(Stored items from a collection)
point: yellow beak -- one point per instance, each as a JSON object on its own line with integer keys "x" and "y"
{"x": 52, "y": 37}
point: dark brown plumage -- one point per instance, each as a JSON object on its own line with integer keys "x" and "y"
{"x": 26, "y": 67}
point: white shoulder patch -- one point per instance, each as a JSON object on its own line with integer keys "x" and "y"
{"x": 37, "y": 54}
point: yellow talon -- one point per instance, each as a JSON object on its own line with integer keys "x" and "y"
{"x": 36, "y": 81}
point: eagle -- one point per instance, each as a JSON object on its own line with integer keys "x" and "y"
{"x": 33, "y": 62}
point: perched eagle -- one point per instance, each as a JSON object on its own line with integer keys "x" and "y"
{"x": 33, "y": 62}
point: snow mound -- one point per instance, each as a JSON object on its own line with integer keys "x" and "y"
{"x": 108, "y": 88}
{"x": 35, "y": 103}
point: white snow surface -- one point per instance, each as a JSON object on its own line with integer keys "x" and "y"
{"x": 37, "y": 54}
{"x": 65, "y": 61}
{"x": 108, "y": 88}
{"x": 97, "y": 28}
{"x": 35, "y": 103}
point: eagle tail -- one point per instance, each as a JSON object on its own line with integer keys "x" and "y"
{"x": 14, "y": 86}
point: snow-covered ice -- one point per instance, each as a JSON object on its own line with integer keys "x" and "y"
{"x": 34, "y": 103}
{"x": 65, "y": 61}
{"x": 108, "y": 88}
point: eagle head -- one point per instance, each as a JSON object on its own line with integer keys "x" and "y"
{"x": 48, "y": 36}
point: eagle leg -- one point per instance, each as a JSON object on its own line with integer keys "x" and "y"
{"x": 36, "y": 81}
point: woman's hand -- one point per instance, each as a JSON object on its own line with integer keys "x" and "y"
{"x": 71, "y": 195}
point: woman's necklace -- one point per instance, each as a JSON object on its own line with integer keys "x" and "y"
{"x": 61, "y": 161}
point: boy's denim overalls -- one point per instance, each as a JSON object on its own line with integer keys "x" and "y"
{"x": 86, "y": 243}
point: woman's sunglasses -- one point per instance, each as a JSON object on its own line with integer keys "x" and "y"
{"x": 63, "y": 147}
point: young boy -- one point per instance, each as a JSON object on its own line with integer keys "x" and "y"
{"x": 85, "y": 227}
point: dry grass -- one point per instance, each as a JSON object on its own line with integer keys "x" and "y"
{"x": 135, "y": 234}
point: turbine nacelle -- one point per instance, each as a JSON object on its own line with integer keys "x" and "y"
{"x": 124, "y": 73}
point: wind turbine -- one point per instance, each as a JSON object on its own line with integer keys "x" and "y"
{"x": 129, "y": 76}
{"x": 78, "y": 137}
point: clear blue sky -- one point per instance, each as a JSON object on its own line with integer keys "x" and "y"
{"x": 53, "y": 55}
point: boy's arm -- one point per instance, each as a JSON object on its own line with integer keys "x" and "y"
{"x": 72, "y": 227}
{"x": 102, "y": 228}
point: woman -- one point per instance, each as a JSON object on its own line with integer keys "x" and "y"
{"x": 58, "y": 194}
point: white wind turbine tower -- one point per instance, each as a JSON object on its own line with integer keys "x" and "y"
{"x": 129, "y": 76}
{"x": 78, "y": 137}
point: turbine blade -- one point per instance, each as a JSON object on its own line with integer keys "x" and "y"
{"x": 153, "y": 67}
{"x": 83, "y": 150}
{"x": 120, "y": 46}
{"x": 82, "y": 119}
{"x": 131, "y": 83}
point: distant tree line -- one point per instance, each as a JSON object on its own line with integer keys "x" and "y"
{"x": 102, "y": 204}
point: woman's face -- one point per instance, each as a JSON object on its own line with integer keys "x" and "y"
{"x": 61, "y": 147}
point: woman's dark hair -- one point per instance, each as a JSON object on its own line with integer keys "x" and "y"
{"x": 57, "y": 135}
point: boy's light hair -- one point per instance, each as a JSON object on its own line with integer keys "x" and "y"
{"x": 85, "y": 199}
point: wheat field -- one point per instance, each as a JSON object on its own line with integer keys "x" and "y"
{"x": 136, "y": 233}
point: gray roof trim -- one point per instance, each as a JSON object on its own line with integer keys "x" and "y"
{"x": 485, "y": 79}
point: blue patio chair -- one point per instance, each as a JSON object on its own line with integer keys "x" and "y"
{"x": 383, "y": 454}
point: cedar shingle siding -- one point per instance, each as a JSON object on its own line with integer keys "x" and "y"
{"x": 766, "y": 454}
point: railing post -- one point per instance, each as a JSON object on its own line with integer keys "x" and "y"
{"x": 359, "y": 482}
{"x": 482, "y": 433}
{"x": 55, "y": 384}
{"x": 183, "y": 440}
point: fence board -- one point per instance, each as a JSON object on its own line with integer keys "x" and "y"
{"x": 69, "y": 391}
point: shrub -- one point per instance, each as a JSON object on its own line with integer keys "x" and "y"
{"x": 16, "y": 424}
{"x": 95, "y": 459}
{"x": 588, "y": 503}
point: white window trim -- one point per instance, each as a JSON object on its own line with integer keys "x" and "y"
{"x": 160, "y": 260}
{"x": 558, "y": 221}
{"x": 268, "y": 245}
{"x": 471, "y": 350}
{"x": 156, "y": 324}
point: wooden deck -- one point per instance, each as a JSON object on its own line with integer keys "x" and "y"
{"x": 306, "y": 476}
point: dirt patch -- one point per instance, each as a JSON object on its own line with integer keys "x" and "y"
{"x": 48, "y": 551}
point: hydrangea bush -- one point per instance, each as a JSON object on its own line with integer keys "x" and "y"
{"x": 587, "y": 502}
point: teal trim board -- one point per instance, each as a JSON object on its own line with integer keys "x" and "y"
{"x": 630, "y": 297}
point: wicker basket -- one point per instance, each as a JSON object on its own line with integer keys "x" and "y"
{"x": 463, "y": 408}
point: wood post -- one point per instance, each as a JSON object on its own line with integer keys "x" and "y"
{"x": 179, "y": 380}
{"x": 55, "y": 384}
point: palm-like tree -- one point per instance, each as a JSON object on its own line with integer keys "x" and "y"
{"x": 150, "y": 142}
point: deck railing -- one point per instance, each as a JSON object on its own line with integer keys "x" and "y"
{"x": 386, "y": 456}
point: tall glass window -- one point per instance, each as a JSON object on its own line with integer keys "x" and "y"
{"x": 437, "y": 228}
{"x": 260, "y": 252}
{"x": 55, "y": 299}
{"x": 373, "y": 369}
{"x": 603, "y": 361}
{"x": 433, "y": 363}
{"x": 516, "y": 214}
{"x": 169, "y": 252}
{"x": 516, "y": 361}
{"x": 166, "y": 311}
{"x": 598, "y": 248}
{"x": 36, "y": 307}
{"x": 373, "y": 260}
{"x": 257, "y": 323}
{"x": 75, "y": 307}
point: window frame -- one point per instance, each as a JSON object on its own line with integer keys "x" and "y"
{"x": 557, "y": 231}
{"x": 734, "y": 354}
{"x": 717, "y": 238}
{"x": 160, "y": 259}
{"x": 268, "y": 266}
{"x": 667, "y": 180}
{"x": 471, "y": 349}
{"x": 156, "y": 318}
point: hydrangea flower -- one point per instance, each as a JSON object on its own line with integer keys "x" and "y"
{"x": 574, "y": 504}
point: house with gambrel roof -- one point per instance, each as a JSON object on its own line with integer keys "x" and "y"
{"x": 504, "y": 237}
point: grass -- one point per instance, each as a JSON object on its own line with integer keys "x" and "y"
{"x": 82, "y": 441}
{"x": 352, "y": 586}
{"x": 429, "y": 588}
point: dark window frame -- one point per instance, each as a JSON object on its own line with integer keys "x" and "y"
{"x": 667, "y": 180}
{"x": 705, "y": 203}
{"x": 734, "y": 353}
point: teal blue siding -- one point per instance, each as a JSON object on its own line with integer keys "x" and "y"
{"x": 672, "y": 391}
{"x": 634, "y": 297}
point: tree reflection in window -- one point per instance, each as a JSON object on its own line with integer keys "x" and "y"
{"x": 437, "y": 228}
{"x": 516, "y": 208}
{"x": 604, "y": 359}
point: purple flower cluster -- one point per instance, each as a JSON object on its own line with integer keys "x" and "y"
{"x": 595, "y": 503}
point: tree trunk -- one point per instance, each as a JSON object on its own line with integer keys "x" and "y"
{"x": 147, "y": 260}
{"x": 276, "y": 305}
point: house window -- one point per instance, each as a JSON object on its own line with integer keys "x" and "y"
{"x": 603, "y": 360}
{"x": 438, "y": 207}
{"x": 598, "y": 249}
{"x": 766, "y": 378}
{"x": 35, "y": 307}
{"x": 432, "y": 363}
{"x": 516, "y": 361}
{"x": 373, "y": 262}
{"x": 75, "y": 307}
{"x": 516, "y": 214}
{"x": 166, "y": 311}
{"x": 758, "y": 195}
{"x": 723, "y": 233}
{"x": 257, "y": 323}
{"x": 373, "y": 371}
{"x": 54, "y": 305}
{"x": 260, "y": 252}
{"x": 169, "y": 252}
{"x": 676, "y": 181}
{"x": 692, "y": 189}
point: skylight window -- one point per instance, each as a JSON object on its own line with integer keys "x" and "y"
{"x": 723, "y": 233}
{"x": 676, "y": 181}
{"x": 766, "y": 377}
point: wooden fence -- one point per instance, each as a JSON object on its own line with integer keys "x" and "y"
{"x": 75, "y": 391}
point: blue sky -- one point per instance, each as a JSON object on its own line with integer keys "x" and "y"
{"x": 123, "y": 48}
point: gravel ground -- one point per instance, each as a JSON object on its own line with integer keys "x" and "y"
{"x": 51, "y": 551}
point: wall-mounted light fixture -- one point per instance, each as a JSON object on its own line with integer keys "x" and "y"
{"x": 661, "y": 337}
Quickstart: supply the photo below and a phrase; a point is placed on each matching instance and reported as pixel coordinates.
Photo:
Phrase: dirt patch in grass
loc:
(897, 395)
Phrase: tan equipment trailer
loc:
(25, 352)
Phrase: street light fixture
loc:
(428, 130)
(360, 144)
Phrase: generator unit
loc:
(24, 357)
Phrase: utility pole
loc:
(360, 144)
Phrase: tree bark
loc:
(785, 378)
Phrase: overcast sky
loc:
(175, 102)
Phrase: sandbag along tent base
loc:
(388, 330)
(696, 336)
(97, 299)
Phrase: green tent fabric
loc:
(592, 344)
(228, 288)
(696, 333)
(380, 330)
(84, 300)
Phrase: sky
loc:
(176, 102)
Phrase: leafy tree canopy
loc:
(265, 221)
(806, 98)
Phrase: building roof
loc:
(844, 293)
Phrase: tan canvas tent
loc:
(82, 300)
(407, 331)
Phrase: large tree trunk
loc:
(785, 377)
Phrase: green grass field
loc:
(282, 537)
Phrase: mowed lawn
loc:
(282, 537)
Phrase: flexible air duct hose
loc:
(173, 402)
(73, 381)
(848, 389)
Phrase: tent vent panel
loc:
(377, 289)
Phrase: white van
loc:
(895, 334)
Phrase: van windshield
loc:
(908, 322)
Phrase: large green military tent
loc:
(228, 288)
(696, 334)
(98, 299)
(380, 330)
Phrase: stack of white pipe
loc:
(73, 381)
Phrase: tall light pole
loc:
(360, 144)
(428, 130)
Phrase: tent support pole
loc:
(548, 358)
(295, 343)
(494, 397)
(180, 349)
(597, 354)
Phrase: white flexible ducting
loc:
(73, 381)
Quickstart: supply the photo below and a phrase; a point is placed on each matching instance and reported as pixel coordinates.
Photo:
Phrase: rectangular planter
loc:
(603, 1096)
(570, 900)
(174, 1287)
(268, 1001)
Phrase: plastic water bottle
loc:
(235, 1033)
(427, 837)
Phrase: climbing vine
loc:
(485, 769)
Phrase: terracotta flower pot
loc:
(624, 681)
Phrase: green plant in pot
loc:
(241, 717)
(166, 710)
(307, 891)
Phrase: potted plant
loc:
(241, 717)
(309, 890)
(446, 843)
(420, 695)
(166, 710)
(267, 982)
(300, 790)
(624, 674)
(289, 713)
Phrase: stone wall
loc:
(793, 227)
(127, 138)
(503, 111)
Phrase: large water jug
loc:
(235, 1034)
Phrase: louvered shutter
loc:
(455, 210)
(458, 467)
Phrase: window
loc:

Problem to solve: Reproduce verbatim the lines of the listing, beginning at the line that contains "Phrase: plastic water bottle" and ending with the final line of the listing.

Problem solution:
Phrase: plastic water bottle
loc:
(235, 1033)
(427, 837)
Phrase: climbing vine
loc:
(485, 769)
Phrase: terracotta flower pot
loc:
(624, 681)
Phrase: green plant in pot
loc:
(241, 717)
(166, 710)
(307, 891)
Phrase: potted plant
loc:
(241, 717)
(309, 890)
(446, 843)
(420, 695)
(166, 710)
(267, 982)
(300, 790)
(624, 674)
(289, 713)
Phrase: stone wall
loc:
(793, 227)
(127, 138)
(503, 111)
Phrase: large water jug
loc:
(235, 1034)
Phrase: louvered shutter
loc:
(455, 210)
(458, 467)
Phrase: window
loc:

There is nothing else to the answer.